The ability of ANNs to detect features that can relate each input with the required output, i.e. distinctive features, is the main advantage of these networks, compared to earlier methods that rely on hand-crafted features, such as Local Binary Patterns (LBP) [4], Haar-like features [5] and Histogram of Oriented Gradients (HOG) [6]. The elimination of non-distinctive features in the inputs, with respect to the required output, allows the neural networks to provide faster and more accurate decisions, according to the elimination of the computations required by these features and the false positives resulting by comparing them. Hence, more efficient descriptors can be collected from these neural networks.
In this paper, we propose a new multi-object tracking method, based on the features detected by the neural network employed by YOLO detection method. The main motivation behind the proposed
method is the efficiency of the descriptors collected from neural networks, as illustrated above. These descriptors allow matching the object in different frames, which allows tracking it. Combined with the accurate localization of the objects detected by the YOLO, the use of the descriptors that are already used during the detection phase can significantly reduce the complexity of the computations required for the tracking phase.
2. Background
2.1. Related Work
With the outstanding performance of different object detection methods, especially those that rely on ANNs [3, 7, 8], tracking-by-detection methods have been able to exploit such performance to achieve better tracking. Mainly, two types of tracking-by-detection methods exist, offline and online. Despite the relatively easier tracking in offline methods, as all the frames of the video, including future frames with respect to the one being processed, are available during the analysis, several applications, e.g. autonomous driving and robot navigation, can rely only on online methods. To track an object in a frame, online methods can rely only on the information available at that frame and earlier ones, which is limited information compared to offline tracking.
The main challenge in object tracking is recognizing the relations between the objects detected in the current frame with those from earlier frames. Such an object can be one of the objects from the earlier frames and its new position represents a point in the path it is following, or a new object that has just appeared in this frame. Hence, multi-object tracking problem can be considered as Data Association (DA) problem and several earlier methods rely on using DA approaches in multi-object tracking, especially tracking-by-detection approaches [9-12]. Joint Probabilistic Data Association Filter (JPDAF) is one of the DA methods that is employed in multi-object tracking, which makes the assignment decisions by considering all the possible associations in the frame, i.e. each object detected in the current frame is compared against all the objects in the previous ones. Another DA method that is applied in multi-object tracking is the Multi-Hypothesis Tracking (MHT), in which the object is assigned based on multiple associations that the object can make with previous ones. However, the consideration of multiple paths increases the complexity of the computations, which limits the applications of this method.
· · · ·
● EXERCISE TASKS:
**A.** According to the passage on multi-object tracking, which two applications can rely only on online tracking methods?
**B.** Write the next part of the passage on multi-object tracking, starting after its last sentence.

● Dataset excerpt:
· · · ·
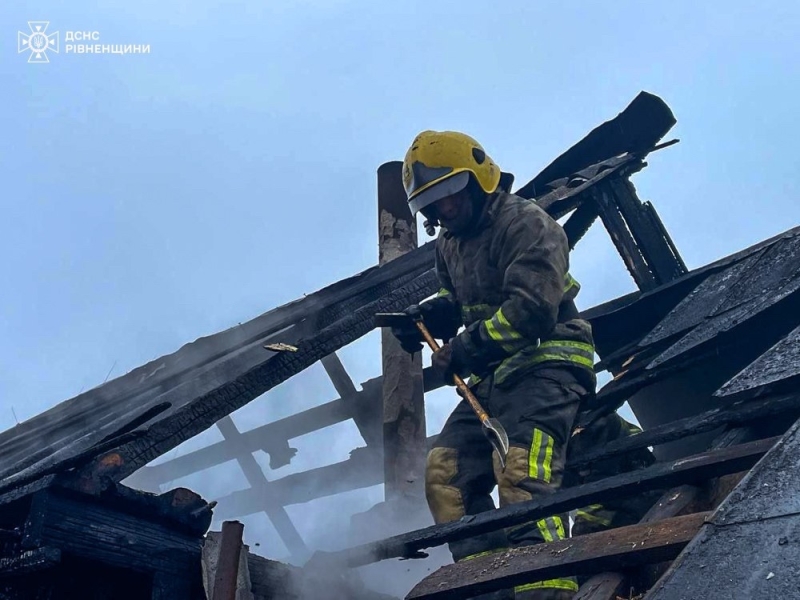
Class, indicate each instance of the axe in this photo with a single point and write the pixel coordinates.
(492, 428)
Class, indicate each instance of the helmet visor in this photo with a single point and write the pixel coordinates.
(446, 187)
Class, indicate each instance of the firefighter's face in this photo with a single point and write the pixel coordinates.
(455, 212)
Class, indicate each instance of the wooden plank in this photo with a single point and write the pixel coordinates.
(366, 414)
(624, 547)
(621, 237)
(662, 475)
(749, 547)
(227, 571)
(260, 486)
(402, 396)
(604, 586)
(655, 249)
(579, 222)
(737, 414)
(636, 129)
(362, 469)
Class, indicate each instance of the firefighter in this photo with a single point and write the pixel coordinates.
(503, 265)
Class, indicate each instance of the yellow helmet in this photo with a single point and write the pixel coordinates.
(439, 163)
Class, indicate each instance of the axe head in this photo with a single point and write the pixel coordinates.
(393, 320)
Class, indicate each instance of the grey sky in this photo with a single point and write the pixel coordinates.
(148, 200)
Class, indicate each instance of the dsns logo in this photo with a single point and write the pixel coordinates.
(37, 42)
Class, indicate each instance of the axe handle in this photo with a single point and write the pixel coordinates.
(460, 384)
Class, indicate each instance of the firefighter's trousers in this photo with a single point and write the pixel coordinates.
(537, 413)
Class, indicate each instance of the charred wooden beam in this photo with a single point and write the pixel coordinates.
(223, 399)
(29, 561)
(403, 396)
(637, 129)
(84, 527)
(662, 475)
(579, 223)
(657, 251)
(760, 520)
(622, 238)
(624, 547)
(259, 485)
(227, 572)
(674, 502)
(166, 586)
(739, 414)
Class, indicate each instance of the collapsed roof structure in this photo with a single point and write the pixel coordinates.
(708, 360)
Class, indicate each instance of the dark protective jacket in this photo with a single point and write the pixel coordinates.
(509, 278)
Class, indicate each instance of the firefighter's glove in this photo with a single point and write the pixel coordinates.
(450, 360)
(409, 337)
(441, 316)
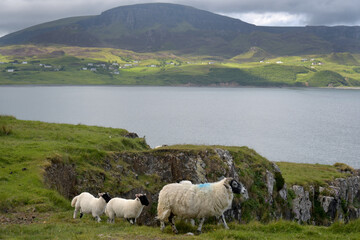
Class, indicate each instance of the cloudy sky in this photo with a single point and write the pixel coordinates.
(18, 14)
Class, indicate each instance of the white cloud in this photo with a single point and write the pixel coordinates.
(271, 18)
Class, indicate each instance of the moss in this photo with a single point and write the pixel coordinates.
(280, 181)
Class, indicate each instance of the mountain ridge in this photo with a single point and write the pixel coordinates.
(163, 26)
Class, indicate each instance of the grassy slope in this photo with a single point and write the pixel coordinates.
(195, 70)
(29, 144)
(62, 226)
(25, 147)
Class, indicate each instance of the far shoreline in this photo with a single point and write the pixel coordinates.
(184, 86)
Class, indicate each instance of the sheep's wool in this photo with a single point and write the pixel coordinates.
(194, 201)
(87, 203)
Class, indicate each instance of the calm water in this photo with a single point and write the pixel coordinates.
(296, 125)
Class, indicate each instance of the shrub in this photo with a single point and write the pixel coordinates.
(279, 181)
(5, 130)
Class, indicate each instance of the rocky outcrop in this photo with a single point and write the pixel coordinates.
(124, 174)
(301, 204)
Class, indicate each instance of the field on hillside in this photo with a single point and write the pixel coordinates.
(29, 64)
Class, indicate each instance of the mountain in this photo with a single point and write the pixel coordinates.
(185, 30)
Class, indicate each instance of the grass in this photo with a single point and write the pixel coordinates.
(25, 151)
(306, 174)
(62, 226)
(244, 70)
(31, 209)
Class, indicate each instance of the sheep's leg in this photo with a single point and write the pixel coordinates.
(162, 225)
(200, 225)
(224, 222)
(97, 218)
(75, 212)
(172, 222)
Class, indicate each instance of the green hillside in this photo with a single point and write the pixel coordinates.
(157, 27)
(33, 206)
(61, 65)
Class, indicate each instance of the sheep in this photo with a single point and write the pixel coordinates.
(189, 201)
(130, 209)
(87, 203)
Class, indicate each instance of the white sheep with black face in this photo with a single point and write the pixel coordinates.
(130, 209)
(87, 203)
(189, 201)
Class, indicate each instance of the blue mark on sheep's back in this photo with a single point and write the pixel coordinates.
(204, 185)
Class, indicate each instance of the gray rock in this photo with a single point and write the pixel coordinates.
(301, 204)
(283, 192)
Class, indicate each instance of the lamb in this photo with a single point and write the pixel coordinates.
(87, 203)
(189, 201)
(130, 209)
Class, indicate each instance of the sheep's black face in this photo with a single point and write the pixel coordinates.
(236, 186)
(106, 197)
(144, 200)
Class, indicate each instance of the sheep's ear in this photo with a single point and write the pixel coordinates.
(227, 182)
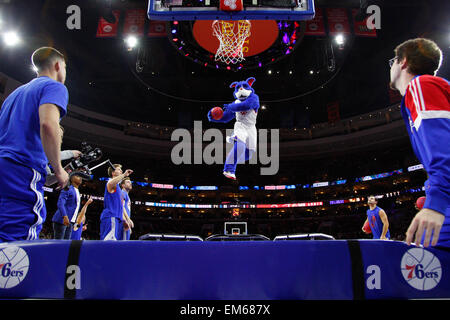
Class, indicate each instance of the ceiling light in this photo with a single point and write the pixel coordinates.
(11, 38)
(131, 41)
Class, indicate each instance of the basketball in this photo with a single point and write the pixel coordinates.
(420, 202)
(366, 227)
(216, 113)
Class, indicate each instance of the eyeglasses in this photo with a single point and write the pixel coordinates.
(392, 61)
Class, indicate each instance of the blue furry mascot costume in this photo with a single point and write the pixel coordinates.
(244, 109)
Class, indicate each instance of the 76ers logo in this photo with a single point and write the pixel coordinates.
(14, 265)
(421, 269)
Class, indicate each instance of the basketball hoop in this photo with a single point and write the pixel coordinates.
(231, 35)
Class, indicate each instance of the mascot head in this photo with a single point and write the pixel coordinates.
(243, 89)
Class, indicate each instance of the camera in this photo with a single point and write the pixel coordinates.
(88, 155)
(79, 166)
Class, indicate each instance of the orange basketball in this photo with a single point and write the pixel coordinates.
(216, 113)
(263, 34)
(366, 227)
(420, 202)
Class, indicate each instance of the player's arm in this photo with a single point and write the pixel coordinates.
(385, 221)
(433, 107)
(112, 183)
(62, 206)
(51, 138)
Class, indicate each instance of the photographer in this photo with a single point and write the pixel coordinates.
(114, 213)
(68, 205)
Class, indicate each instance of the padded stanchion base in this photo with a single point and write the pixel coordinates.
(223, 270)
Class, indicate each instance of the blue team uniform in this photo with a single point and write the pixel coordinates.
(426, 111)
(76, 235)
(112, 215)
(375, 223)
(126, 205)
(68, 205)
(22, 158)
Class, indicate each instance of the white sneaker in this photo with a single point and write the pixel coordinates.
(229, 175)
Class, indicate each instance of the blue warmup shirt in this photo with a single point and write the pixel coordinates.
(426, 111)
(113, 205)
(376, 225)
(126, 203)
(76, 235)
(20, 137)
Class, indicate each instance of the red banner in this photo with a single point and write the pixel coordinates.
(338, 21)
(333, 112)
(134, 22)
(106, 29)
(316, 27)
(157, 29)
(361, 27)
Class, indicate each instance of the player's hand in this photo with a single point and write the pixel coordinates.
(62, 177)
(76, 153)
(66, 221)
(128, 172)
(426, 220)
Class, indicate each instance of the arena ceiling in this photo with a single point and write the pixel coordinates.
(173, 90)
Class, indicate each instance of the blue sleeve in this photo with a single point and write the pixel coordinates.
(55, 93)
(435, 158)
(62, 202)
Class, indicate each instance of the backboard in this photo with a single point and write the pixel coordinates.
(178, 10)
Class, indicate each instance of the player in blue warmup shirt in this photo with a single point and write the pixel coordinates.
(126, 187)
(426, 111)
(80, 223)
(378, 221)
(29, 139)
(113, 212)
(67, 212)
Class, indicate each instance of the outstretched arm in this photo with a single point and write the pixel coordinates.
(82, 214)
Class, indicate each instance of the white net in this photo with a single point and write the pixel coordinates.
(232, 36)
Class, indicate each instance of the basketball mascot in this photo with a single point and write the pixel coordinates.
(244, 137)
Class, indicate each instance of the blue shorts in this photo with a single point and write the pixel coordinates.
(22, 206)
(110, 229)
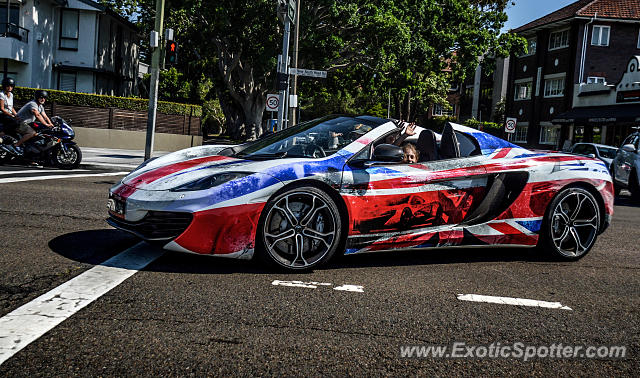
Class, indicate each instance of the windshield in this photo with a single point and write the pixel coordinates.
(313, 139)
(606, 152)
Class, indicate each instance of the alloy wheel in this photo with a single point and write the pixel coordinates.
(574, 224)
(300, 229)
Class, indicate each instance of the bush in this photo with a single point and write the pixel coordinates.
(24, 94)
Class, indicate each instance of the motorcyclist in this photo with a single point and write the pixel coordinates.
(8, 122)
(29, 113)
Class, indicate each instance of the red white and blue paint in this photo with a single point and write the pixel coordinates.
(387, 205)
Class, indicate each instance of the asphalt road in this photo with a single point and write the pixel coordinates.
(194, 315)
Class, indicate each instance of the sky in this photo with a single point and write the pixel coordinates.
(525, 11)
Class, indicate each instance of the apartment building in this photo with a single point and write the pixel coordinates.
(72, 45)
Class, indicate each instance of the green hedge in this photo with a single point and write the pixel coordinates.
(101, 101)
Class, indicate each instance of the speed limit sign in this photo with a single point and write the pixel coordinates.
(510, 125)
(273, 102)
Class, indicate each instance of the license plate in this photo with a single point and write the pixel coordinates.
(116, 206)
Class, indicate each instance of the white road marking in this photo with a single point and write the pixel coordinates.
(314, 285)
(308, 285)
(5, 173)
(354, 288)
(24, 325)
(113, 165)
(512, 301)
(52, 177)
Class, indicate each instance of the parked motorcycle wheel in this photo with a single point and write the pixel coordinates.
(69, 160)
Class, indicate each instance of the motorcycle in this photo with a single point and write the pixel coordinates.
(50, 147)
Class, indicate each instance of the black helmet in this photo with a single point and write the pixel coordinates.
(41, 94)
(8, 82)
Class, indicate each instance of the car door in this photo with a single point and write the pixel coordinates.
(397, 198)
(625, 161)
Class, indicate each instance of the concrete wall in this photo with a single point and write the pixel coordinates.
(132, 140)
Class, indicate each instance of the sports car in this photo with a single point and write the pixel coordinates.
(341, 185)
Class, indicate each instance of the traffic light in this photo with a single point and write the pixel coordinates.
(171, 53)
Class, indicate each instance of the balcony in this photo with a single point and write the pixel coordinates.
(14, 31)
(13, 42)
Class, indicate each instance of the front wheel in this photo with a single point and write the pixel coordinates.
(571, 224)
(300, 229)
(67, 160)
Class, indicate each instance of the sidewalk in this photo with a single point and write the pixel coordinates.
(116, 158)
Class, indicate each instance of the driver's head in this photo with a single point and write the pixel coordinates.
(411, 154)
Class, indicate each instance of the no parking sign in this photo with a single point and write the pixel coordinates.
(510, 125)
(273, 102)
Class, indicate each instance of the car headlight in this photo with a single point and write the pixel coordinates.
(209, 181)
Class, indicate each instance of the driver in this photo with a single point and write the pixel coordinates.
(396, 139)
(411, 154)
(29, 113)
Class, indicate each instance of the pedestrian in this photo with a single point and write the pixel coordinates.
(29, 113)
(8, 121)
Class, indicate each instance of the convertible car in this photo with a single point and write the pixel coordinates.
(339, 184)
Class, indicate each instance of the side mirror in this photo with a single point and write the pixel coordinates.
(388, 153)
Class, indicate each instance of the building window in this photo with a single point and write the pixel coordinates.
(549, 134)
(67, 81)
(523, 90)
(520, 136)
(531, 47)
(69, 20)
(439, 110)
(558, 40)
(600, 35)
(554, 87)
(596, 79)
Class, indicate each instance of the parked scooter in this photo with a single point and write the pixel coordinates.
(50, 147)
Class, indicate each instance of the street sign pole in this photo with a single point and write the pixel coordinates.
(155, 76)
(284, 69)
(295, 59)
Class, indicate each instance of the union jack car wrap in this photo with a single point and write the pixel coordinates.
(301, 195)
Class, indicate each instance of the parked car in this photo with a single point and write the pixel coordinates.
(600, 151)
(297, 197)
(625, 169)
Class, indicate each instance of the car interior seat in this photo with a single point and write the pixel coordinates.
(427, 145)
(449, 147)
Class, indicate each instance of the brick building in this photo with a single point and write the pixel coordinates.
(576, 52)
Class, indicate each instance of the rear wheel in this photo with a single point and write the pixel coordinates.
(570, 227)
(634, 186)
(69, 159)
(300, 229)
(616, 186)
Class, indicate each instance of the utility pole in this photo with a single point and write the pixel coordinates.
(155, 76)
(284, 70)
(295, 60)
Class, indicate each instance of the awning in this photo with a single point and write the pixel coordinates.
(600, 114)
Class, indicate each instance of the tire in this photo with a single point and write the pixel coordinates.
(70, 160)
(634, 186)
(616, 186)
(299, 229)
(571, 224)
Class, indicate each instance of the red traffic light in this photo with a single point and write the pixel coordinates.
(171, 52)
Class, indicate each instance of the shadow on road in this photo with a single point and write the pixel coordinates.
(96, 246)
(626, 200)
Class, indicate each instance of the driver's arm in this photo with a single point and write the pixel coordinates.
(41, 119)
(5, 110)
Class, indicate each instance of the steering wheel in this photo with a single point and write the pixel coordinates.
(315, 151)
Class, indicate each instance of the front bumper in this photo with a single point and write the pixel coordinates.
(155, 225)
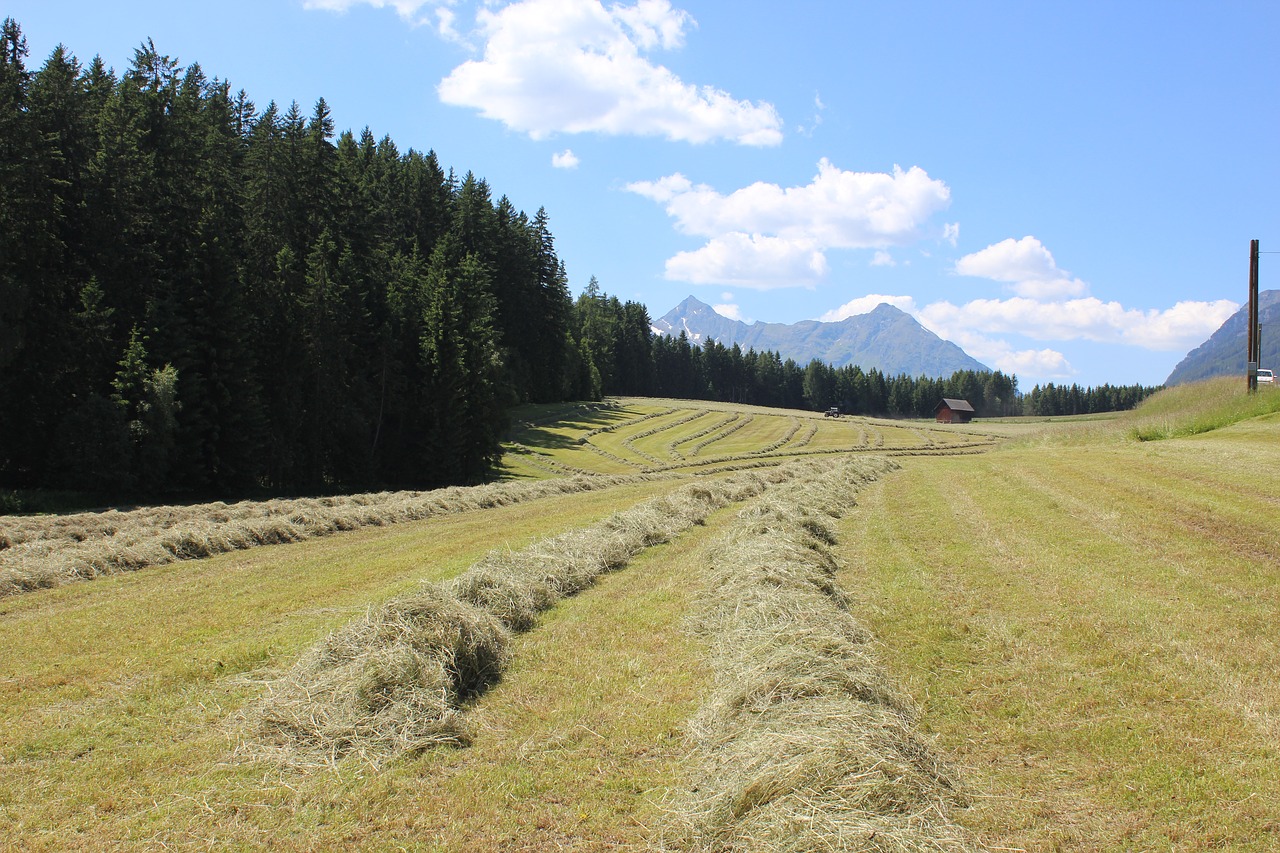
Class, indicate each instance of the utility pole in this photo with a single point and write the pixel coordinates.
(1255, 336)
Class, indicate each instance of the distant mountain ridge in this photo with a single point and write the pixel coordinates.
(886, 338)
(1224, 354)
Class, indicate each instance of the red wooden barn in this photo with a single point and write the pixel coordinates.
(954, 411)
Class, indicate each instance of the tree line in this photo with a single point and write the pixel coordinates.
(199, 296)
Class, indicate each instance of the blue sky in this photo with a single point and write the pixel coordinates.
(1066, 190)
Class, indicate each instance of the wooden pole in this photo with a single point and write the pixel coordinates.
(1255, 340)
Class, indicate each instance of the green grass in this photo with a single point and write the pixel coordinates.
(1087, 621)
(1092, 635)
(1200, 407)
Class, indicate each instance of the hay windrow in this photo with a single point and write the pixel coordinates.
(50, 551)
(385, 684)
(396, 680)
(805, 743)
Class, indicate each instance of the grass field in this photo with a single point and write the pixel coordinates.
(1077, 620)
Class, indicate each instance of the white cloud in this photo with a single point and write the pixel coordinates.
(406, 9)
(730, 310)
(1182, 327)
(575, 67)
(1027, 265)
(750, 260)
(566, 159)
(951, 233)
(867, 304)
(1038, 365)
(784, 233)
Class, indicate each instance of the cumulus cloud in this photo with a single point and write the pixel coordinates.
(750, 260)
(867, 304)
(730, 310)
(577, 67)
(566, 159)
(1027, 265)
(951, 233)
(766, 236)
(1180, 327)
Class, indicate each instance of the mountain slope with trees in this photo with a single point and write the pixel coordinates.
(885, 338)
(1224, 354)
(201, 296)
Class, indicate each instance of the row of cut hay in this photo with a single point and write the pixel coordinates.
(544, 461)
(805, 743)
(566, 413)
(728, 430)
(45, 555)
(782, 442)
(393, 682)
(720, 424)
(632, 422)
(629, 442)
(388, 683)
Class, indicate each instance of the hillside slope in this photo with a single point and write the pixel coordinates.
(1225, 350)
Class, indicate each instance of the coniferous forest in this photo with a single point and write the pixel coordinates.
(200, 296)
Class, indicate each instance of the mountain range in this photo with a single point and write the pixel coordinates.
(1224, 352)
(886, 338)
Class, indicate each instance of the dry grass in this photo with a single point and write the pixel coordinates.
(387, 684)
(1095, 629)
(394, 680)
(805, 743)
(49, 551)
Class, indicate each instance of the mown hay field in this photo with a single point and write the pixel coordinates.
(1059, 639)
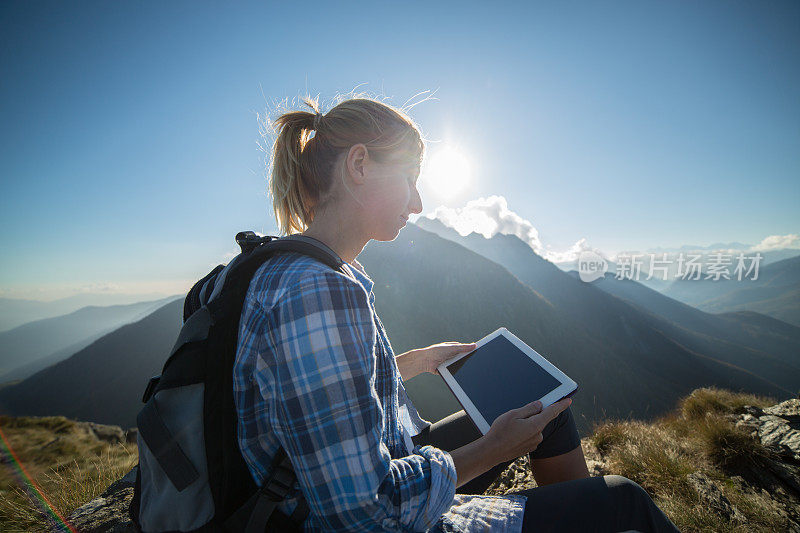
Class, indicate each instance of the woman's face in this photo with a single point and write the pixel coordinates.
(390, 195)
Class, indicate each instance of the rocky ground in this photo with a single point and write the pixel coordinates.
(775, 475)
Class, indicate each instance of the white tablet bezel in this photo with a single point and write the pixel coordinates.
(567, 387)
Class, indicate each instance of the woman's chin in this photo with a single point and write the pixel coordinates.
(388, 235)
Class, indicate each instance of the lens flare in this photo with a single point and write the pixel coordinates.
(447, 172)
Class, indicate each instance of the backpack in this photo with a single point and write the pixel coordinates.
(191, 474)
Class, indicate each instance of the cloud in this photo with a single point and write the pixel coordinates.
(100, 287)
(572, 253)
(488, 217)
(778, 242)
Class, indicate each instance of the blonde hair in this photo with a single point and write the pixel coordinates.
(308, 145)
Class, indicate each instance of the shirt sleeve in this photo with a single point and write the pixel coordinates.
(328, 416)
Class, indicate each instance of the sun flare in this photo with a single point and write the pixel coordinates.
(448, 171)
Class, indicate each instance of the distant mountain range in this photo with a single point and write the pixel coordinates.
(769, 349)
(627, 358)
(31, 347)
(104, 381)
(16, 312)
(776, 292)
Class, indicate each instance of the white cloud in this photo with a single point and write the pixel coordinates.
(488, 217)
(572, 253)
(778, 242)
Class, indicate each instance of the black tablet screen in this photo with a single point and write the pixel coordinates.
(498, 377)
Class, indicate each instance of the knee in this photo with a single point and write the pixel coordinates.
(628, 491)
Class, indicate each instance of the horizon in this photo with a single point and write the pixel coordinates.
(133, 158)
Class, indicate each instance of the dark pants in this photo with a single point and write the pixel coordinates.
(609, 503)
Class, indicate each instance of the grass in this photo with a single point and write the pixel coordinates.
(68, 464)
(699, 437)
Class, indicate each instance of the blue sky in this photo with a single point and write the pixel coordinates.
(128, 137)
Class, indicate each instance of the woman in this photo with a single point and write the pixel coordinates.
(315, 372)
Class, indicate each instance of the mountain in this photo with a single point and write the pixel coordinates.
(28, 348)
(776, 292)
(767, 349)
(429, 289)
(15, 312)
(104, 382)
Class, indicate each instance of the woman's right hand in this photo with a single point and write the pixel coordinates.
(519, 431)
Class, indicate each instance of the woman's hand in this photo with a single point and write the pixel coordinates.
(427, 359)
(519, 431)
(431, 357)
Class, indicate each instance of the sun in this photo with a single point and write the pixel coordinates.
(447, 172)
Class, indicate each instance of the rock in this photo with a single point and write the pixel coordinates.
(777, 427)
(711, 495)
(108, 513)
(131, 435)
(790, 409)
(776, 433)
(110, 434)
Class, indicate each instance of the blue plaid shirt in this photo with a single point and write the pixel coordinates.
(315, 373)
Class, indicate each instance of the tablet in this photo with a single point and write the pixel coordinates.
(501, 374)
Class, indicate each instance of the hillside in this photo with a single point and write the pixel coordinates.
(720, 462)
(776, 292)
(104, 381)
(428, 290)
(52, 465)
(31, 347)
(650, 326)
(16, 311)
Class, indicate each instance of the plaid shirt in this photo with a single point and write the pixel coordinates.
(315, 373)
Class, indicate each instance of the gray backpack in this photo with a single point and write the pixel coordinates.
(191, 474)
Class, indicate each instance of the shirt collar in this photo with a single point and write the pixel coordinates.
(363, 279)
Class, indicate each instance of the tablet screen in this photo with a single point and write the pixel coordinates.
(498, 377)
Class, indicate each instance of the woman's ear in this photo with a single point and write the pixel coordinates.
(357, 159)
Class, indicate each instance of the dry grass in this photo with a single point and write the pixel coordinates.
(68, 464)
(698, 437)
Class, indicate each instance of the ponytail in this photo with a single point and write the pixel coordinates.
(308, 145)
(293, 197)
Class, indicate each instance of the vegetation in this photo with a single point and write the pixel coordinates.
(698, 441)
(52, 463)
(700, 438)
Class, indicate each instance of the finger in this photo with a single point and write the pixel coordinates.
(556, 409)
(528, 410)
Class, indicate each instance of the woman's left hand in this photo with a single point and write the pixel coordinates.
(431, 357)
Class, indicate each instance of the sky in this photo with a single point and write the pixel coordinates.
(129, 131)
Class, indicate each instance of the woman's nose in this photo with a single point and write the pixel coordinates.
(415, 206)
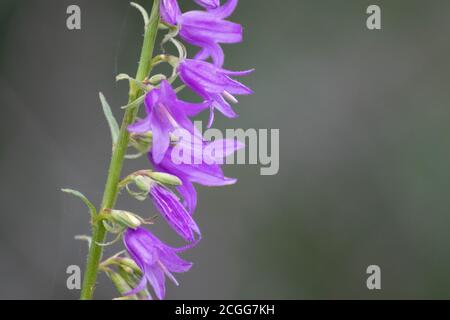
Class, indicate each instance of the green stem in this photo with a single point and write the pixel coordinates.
· · · ·
● EXERCISE ANSWERS:
**A.** Autonomous driving and robot navigation.

**B.**
With the significantly better performance achieved by the use of artificial neural networks in different applications, several multi-object tracking methods have been proposed based on these networks [13, 14]. In ANNs, the neurons are distributed in layers. The complexity of the features detected by the neuron is increased as the layer that the neuron is positioned at is deeper. As this neuron detects features in its inputs, which are collected from the previous layer, the complexity of the features is increased accumulatively [15]. Hence, ANNs with more than one hidden layer are known as deep neural networks and have the ability to detect complex features[16]. Thus, a deep neural network is employed by Wang et al. [17], which uses an auxiliary number of images to learn the generic features in the visual representation of the objects that the intended application interacts with. These features are learned using a stacked denoising autoencoder. However, this method has limited ability to provide an accurate description of the temporal invariances of the deep features.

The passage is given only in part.